Приведите все строки материала ниже, в которых встречается слово «handle».

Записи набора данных
+ + + +
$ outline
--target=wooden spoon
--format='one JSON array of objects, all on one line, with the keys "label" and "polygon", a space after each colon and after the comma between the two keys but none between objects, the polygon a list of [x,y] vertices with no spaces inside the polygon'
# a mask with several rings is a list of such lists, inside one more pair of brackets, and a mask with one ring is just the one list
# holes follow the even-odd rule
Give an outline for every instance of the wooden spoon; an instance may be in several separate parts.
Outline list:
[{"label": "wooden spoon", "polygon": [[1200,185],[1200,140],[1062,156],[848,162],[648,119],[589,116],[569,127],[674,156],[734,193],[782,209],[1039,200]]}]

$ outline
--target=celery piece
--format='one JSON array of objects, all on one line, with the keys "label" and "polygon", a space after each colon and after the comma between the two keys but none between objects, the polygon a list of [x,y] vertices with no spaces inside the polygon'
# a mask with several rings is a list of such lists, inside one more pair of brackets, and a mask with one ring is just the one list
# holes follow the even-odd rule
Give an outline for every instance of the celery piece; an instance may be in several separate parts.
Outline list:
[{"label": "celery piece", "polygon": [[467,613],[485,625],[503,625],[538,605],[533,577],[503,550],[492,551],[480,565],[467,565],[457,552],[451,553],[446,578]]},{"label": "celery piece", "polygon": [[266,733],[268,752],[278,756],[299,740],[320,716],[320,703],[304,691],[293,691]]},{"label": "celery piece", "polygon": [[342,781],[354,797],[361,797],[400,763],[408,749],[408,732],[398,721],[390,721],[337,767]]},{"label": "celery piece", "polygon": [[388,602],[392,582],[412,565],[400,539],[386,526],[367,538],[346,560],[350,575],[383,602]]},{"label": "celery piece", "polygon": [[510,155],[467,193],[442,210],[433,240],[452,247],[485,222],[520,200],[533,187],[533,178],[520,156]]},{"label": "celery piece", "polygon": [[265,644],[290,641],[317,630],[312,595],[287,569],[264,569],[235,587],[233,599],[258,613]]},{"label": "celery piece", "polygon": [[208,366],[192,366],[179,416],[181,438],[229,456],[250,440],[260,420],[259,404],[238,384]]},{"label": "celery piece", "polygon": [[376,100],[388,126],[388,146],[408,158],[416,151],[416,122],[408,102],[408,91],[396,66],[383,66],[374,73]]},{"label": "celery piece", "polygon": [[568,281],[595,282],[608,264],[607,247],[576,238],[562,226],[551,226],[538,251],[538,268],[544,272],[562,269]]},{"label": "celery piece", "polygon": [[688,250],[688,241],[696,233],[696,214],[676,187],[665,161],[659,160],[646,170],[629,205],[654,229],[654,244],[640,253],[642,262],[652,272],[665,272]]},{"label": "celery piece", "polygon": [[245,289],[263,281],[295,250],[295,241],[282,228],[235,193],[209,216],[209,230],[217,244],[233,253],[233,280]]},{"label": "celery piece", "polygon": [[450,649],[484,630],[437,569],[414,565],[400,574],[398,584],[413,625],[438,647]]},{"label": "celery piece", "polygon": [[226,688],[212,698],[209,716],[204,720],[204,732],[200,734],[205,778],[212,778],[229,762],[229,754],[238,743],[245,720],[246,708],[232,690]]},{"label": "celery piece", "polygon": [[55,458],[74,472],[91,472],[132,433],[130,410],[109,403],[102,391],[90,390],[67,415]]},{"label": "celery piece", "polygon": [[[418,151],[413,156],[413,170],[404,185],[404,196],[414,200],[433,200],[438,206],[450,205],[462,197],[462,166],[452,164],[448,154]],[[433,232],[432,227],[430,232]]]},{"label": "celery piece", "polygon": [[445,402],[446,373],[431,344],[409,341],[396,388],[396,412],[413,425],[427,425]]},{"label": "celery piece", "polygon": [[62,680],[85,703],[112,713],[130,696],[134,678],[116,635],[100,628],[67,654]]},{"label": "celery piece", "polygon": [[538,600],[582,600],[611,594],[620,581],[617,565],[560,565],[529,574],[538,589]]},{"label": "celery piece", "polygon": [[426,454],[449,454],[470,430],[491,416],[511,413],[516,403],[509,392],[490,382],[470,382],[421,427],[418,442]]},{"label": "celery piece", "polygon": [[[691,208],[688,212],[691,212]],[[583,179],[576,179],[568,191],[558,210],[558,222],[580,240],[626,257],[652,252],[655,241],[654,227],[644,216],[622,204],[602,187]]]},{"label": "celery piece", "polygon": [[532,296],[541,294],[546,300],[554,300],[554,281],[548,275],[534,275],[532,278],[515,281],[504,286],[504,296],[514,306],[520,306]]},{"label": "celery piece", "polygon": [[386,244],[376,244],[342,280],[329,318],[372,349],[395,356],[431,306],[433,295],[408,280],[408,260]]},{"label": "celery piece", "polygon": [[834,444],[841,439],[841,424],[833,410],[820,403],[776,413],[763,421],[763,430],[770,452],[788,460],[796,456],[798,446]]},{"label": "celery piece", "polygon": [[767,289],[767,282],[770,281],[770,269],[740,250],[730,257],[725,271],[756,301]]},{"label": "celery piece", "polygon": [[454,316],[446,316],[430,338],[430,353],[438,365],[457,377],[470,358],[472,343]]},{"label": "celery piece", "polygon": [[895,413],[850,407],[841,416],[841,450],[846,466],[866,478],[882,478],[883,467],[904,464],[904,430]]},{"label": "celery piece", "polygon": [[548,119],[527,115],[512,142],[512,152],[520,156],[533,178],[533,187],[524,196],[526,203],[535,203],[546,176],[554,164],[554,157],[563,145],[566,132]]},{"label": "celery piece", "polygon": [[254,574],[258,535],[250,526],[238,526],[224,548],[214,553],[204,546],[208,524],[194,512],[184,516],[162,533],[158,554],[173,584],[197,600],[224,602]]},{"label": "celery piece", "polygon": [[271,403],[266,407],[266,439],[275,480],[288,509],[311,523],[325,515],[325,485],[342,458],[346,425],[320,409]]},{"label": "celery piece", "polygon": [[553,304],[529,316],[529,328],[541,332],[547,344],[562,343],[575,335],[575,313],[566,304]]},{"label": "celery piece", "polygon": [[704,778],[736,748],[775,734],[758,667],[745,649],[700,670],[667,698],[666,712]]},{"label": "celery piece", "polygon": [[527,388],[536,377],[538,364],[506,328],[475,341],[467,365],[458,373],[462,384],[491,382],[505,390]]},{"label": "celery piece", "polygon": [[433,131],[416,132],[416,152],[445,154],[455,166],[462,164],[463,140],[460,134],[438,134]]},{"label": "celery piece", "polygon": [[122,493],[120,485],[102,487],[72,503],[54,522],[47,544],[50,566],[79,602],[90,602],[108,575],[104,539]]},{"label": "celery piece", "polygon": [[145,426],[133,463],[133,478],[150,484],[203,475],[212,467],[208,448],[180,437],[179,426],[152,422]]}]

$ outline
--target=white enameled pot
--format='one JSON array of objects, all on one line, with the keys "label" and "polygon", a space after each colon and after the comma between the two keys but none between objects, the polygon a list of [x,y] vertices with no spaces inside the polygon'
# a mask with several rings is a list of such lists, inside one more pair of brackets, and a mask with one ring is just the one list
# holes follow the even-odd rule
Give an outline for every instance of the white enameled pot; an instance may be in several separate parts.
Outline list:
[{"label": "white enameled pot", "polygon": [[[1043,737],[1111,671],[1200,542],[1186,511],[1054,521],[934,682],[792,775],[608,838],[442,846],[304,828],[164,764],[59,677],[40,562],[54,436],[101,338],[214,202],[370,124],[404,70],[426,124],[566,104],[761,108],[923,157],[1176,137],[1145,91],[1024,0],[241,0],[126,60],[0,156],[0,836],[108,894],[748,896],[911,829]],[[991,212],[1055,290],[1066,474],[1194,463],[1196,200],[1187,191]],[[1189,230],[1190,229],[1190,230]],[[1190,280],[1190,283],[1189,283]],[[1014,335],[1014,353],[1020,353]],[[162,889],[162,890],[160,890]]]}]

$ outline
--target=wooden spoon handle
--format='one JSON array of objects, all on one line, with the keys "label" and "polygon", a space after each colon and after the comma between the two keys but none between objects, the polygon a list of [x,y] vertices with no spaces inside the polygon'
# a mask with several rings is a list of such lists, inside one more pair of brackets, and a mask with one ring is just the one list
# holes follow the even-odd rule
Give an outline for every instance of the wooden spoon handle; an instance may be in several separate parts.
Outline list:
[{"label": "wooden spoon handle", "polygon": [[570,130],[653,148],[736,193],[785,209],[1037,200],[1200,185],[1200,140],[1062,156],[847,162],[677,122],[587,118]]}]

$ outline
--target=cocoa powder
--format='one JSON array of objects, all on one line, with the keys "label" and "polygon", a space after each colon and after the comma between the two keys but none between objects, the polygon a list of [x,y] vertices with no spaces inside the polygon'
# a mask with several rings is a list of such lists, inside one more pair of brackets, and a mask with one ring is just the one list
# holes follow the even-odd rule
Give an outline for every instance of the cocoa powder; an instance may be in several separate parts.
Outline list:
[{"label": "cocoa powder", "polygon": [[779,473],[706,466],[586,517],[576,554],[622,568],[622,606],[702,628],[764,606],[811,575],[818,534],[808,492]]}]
+ + + +
**ПИСЬМЕННЫЙ ОТВЕТ**.
--target=wooden spoon handle
Give an outline for every instance of the wooden spoon handle; an instance may be in several separate parts.
[{"label": "wooden spoon handle", "polygon": [[570,130],[653,148],[736,193],[785,209],[1037,200],[1200,185],[1200,140],[1062,156],[847,162],[677,122],[587,118]]}]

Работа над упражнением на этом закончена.